**Условие задания**
Извлеките из отрывка об искусстве дословный фрагмент, начиная со слов «И вот, пользуясь» и заканчивая словами «к кострам всесожжения.».

**** Избранный отрывок

Философия возможных миров - [127]
7.
В течении всего последнего тысячелетия художник боролся за герметичную капсулу, за проект под названием «искусство для искусства». Художники, включая писателей и поэтов, выступали как конструкторы батискафов, позволяющих опускаться в бесконтактный и безопасный мир. Батискафы освещались тусклыми, крошечными шаровыми молниями остаточной сакральности, по сути – светлячками, сохранившимися от прежних костров всесожжения. Искусство как безопасное символическое стало флотилией батискафов, плавно опускающейся в пучину мертвого моря. Попытки отрыва и прорыва в иномирность, безусловно, случались, ибо художник не может навеки забыть свою колыбель, свою первую ипостась жреца, заклинающего и «расклинающего» стихии. Но количество желающих погрузиться в сон золотой всегда было достаточным, к тому же соблазн стать конструктором и капитаном собственного батискафа неизменно перевешивал, пусть даже пассажирский отсек становился все меньше и меньше.
И вот, пользуясь похищенными гравитациями сакрального, флотилия – и мы вместе с ней – погрузилась наконец на самое дно мертвого моря, которое оказалось пригодным для жизни, но жизни весьма условной, проходящей сберегающем режиме stand by. Сугубая герметичность и призрачность происходящего в батискафе дала наконец сигнал к всплытию, который большинство художников расшифровали предельно лаконично: хватит искусственного! А более спокойные, взвешенные теоретики предположили, что в дальнейшем имя искусства будет сохранено только за производством сверх-искусственного, того, что опаляет жаром и приближает к кострам всесожжения.
Первой и, несомненно, промежуточной площадкой всплывающего искусства становится политика, именно включившиеся в нее акционисты более всего известны сейчас в качестве художников. Поучителен пример Pussy Riot, их направленность на штурм алтарей и осквернение святилищ: ведь художник как никто другой чувствует пустоту прежних святых мест, и для вышедших из батискафа манящая пустота создает драйв немалой силы. Но политика, давно уже не замечающая герметичное искусство и противостоящая заодно и естественному, не готова к встрече со сверх-искусственным. Ее, несомненно, ждут перемены, пока видимые лишь предположительно. Речь идет о радикальном обновлении формата публичных действий: парламентские чтения и слушания, занудные, предсказуемые встречи с избирателями отойдут на второй план, решительно потесненные художественными акциями с неясным пока конкретным наполнением. Что-нибудь вроде «Верлибр против коррупции», различные ситуативные флешмобы, образцы демократии прямого действия, не допускающие ничего кулуарного.

********
**** Записи

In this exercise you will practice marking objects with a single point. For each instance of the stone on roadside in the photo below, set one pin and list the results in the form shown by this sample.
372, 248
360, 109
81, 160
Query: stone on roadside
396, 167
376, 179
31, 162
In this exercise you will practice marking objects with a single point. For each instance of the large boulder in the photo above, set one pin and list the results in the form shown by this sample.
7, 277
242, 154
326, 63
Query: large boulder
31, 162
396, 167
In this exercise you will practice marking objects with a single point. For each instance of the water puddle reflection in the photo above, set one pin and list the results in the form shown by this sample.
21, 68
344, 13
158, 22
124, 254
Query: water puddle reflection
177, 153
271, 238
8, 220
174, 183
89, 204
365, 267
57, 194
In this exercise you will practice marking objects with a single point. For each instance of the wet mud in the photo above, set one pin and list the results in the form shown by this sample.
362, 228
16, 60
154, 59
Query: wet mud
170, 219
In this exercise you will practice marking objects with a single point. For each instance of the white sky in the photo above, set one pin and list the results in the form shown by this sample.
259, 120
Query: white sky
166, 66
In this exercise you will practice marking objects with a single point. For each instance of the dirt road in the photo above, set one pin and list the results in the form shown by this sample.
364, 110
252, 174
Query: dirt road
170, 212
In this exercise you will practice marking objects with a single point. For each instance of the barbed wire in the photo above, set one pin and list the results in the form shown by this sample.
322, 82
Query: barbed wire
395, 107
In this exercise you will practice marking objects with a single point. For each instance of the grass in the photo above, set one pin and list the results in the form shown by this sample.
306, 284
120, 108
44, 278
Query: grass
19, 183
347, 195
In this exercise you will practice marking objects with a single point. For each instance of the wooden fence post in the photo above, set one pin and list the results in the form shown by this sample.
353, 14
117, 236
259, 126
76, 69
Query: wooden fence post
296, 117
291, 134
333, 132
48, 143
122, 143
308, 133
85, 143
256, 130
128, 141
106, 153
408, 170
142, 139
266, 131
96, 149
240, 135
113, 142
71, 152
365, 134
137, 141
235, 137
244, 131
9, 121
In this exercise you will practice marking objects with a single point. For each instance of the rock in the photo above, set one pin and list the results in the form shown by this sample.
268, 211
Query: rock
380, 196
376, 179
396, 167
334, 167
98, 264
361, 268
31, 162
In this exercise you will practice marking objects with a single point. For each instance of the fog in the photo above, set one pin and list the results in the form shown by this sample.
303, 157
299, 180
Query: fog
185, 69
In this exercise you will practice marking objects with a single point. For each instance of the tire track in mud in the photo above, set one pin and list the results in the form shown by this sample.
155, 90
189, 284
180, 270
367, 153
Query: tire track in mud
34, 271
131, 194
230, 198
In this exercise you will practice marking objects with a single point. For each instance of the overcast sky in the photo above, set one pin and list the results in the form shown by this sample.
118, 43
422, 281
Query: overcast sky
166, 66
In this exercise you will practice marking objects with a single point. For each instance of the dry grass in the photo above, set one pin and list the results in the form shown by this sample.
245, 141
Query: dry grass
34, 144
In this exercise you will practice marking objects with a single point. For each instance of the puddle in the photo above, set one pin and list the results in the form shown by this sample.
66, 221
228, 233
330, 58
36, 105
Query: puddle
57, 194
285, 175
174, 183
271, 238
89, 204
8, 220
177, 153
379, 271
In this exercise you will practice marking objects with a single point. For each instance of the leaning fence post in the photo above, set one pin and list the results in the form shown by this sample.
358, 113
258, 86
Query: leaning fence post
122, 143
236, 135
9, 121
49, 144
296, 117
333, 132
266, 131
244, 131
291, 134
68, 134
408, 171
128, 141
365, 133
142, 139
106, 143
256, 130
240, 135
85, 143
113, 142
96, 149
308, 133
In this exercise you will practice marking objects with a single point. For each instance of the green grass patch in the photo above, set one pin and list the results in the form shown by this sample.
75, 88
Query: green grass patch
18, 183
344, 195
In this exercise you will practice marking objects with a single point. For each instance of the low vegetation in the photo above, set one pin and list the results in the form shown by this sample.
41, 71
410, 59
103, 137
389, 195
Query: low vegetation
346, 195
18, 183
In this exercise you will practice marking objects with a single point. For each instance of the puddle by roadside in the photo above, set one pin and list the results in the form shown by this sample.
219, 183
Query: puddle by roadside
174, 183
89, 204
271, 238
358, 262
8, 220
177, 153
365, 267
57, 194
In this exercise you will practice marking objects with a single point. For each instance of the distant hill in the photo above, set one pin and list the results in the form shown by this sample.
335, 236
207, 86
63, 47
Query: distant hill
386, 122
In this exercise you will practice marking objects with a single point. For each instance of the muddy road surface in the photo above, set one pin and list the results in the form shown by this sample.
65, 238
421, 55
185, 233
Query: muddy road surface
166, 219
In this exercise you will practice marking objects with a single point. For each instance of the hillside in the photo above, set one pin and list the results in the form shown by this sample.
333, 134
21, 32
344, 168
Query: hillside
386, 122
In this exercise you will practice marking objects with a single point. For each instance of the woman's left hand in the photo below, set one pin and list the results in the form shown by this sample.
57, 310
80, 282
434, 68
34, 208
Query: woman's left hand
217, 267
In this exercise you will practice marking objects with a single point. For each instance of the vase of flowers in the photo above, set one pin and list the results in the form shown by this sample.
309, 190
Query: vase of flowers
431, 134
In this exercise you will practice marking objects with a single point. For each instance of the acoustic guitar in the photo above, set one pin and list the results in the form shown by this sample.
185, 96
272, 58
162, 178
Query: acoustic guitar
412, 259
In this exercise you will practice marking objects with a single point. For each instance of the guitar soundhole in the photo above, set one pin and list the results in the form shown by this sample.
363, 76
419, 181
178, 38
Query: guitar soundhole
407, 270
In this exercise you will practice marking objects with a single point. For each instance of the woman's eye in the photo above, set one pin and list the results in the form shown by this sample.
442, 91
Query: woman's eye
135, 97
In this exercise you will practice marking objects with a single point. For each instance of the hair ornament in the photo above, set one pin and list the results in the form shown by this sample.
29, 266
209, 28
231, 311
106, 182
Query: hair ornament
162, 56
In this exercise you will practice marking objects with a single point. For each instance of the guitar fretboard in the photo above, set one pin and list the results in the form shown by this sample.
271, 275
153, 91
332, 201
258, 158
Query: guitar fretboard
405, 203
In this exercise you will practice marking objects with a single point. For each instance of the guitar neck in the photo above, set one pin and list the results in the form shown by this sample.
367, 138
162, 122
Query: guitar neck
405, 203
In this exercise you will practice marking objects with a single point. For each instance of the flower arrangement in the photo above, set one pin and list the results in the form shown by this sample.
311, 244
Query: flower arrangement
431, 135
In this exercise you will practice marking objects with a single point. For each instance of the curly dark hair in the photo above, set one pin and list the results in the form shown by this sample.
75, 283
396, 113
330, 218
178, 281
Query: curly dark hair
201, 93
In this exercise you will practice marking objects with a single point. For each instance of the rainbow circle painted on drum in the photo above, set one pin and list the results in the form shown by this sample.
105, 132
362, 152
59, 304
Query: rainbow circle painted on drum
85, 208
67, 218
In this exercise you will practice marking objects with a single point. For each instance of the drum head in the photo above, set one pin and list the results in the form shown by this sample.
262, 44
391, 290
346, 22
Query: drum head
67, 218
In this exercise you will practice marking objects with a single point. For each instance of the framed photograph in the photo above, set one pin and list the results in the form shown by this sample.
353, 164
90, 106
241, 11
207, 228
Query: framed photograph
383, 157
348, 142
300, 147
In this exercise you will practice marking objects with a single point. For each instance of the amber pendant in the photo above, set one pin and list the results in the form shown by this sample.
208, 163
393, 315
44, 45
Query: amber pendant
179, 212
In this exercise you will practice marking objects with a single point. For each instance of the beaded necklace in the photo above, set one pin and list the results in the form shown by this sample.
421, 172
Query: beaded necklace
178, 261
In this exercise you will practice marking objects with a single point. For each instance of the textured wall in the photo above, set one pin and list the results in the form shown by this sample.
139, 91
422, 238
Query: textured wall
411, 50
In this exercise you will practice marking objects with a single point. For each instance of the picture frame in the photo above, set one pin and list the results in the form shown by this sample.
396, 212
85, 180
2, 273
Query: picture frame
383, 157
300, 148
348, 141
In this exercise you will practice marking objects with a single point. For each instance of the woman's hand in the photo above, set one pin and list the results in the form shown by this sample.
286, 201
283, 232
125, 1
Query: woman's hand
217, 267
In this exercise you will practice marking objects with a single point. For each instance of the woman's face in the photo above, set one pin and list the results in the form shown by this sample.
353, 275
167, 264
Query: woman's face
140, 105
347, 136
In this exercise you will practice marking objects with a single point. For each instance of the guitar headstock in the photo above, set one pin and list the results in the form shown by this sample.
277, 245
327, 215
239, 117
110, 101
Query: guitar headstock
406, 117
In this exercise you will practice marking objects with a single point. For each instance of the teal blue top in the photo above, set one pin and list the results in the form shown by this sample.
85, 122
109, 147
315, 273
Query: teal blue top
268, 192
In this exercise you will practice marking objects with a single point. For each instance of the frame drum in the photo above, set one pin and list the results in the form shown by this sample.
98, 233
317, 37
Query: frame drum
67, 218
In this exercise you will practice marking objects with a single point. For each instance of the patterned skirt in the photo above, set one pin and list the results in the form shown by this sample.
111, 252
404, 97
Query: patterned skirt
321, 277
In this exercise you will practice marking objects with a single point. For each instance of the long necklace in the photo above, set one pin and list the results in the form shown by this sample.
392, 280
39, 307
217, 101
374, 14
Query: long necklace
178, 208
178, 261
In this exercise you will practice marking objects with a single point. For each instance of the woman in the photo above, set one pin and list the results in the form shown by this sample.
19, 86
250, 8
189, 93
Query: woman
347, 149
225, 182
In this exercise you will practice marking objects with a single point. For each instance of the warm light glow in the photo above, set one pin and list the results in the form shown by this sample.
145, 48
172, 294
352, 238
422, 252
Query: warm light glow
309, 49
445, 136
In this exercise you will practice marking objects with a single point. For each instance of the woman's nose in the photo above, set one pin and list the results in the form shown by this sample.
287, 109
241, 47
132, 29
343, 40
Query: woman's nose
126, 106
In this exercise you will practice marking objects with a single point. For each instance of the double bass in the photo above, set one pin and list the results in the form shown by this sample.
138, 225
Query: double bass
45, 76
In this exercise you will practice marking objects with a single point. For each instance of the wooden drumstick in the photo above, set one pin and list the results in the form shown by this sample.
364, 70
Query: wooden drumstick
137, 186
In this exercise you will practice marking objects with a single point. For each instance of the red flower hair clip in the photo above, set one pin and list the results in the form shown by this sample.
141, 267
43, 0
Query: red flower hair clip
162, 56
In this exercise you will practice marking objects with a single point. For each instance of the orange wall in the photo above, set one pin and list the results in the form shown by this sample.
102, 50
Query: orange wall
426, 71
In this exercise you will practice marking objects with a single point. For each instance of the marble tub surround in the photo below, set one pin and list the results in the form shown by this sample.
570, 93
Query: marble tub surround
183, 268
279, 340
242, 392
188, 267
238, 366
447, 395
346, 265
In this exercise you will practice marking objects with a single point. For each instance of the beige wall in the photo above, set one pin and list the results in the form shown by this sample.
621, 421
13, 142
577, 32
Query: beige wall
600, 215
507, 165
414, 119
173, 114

********

**Решение задачи**
И вот, пользуясь похищенными гравитациями сакрального, флотилия – и мы вместе с ней – погрузилась наконец на самое дно мертвого моря, которое оказалось пригодным для жизни, но жизни весьма условной, проходящей сберегающем режиме stand by. Сугубая герметичность и призрачность происходящего в батискафе дала наконец сигнал к всплытию, который большинство художников расшифровали предельно лаконично: хватит искусственного! А более спокойные, взвешенные теоретики предположили, что в дальнейшем имя искусства будет сохранено только за производством сверх-искусственного, того, что опаляет жаром и приближает к кострам всесожжения.